QUOTED PASSAGE:
□ □ □ □
MBTI Type: INTJ

Abberline seems to ‘know things’ without knowing them, so his friend Peter Godley considers him to be a clairvoyant. He often has specific visions of crimes that soon come to pass, and when he visits the crime scenes, he will notice any deviations from his ‘seeing.’ He makes a lot of intuitive leaps about the facts of the situation he gathers, assuming the murderer is not a butcher or a veterinarian (others’ suggestions) but instead is a ‘well-educated man,’ and following his hunches to Scotland Yard and the ‘secret police’ performing a cover-up. He knows from grapes left under the bodies that the Ripper lured them with ‘food and drink’ before he killed them, and follows hunches and random clues to a secret order, thus exposing the murderer. Abberline is often defiant of authority and unafraid to challenge them, going so far as to accuse the police commissioner of corruption and threaten him with physical assault. Though he has fallen for Mary Kelly, he realizes he cannot ever see her again without endangering her life and exposing her survival, so he chooses to remain in London ‘where I can watch the people watching me.’ Where the rest of his companions gag and hurl at seeing dead bodies, Abberline simply gathers the clues. He also asks for a proper examination of the corpses by a medical doctor, rather than the local constable coroner, because he thinks the man is incompetent and has tainted the evidence. Abberline’s ‘relaxation’ through an opium addiction (a reckless over-use of his inferior Se) eventually leads to his overdose and death.
□ □ □ □
GIVEN DATA:
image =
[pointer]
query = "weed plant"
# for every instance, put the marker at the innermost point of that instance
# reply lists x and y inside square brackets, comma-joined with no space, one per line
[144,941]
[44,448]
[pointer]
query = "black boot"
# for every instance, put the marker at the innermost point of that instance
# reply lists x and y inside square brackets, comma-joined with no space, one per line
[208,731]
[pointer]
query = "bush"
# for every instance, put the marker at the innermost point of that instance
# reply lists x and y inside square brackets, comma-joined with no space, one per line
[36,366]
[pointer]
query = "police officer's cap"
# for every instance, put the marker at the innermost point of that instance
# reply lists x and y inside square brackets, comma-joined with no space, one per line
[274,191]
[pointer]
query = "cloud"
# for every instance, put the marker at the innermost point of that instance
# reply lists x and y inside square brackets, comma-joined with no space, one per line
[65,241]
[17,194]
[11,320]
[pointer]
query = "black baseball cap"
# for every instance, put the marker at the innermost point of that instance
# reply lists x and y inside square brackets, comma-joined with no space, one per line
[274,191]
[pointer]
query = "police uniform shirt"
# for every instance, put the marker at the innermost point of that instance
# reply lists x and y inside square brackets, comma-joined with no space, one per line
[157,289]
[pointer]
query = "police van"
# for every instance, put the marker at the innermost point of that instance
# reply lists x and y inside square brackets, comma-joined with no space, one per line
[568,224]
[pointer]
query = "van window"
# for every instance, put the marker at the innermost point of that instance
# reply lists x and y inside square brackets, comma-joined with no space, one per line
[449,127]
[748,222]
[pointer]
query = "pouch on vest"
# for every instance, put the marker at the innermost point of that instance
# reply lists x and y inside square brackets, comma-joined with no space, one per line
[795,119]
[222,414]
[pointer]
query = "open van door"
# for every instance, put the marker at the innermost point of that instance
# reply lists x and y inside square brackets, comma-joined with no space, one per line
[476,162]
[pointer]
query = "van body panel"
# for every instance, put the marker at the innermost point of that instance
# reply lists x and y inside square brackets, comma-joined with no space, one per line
□ □ □ □
TASK DIRECTIONS: Continue the INTJ profile of Abberline, starting after its final sentence.

OUTPUT FOR THIS EXERCISE:
Enneagram: 5w4

Abberline is a loner who has very little respect for the establishment of which he is a part, and who trusts his own logic more than anyone else’s. He asks many questions without always being aware of the social implications or inappropriateness of them, but also demands justice on a satisfactory level, for the Ripper to pay for his crimes. He is cautious and skeptical, warns Mary against taking too many risks, and urges her to leave London as soon as she can, knowing she is in danger. But he also circumvents his position as a policeman by falling for her, kissing her in a public place, and then using his position to chase away the constable that scolded them for it. He both trusts and is somewhat skeptical of his own intuition – he says his friend calls them “my intuitions,” but he prefers visions – yet wants to prevent them from coming to pass. Rather than processing fully the death of his wife and unborn child in childbirth, Abberline withdraws from society and forms an opium addiction; he would rather ‘chase the dragon’ than connect to anyone else, until Mary comes along.